**EXTRACT**
※ ※ ※

Cases of serious sometimes fatal reactions have been reported in patients receiving sertraline hydrochloride, a selective serotonin reuptake inhibitor (SSRI), in combination with a monoamine oxidase inhibitor (MAOI). Symptoms of a drug interaction between an SSRI and an MAOI include: hyperthermia, rigidity, myoclonus, autonomic instability with possible rapid fluctuations of vital signs, mental status changes that include confusion, irritability, and extreme agitation progressing to delirium and coma. These reactions have also been reported in patients who have recently discontinued an SSRI and have been started on an MAOI. Some cases presented with features resembling neuroleptic malignant syndrome. Therefore, sertraline should not be used in combination with an MAOI, or within 14 days of discontinuing treatment with an MAOI. Similarly, at least 14 days should be allowed after stopping sertraline before starting an MAOI.
The concomitant use of sertraline hydrochloride with MAOIs intended to treat depression is contraindicated (see CONTRAINDICATIONS and WARNINGS – Potential for Interaction with Monoamine Oxidase Inhibitors ).

※ ※ ※

**INFORMATION SUPPLIED**
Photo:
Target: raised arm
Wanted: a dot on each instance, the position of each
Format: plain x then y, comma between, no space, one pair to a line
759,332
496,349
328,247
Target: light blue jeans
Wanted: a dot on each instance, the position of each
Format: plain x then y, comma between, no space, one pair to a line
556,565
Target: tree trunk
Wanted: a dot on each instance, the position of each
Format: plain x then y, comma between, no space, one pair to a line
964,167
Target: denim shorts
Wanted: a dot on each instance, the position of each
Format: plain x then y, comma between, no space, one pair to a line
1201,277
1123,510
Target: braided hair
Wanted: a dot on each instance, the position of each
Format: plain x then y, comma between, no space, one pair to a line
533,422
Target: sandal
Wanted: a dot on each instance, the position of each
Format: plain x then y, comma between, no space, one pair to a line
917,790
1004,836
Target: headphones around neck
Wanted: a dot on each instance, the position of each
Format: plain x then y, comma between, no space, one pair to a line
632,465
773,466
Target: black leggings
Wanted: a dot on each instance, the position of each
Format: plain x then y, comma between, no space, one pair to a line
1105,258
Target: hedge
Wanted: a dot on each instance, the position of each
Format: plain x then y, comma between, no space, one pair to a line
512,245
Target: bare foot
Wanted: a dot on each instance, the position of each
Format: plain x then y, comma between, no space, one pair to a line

※ ※ ※

**EXERCISE**
Answer from the sertraline extract:
(a) Which class of drug does sertraline hydrochloride belong to?
(b) How long after stopping sertraline must a patient wait before starting an MAOI?
(c) Sertraline is contraindicated together with MAOIs intended to treat what?
The lines are separate material and have no connection to the sertraline extract.

**REPLY**
(a) A selective serotonin reuptake inhibitor (SSRI).
(b) At least 14 days.
(c) Depression.